● LISTED RECORDS:
..........

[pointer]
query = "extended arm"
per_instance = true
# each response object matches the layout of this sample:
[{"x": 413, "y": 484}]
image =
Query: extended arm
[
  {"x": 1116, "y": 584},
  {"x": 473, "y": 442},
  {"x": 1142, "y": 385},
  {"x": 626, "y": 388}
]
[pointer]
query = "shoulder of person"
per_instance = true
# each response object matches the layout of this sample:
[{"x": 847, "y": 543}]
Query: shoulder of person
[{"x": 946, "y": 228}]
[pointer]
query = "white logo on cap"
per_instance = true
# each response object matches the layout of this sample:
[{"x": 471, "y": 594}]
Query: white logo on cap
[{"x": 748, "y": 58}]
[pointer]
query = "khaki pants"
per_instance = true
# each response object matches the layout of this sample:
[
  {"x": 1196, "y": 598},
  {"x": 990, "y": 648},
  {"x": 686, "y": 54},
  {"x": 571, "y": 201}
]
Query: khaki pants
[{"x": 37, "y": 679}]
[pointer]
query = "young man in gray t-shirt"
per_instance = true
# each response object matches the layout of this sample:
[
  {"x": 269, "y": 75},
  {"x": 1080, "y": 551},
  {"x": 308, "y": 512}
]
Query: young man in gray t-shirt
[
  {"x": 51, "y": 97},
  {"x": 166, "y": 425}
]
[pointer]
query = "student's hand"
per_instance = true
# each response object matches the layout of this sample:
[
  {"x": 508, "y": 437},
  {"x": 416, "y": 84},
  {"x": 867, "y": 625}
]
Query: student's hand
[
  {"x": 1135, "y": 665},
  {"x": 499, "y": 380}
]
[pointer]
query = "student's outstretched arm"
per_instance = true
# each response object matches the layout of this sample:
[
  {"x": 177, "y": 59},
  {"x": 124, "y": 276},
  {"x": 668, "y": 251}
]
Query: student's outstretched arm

..........

● TASK GOAL: Count the lines in the material above that contain the string "student". Reply with the number only.

● CORRECT OUTPUT: 4